Work instruction:
Pull every line with "point" from the material.

[[ Exercise inputs, beginning ]]

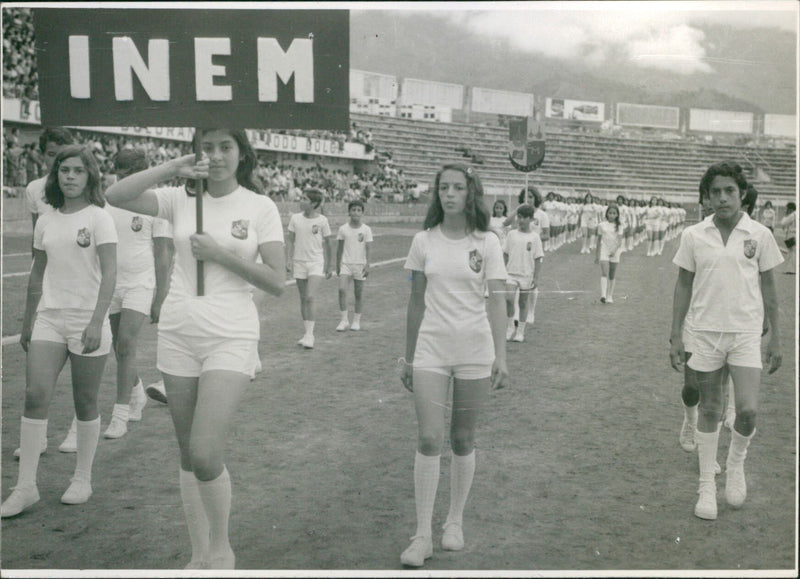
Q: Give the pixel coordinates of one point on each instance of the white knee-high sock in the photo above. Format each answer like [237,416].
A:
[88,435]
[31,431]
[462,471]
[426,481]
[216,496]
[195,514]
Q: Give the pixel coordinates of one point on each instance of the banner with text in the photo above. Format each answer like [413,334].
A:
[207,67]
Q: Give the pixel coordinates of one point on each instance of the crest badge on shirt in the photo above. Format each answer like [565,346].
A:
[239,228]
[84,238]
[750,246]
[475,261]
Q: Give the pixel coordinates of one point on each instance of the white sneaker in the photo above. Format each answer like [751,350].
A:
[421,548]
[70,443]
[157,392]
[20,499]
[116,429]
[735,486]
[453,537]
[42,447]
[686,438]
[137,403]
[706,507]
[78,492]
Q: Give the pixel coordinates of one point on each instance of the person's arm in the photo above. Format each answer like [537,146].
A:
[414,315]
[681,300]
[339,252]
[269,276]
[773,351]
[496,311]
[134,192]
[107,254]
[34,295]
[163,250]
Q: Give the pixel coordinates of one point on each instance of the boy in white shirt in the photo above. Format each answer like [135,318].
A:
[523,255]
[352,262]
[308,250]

[[ Exercise inputs, end ]]

Exercise solution:
Q: Give the pixel coordinates of one point on each instance of the white knee-high sock in the photo above. Format each answer like [237,416].
Q: Give the pixel coordinates of one point on each instance of the banner with text in the photo above. Format each answer like [413,334].
Q: Give the pixel coordinates of one point on each instance of the crest badge on shirt in the photo above. Format each answer like [565,346].
Q: Give the pixel coordinates of one point on each instance of the white sneaker in the photo above. Format each answer like [751,350].
Q: Give the pixel coordinates of one point on each instance of the person's arm in the photo above. Format each answer like [537,146].
Q: Give the pixel coordinates of one point on each instance of the boy in white shirt in the photo above. Format each answer like [135,318].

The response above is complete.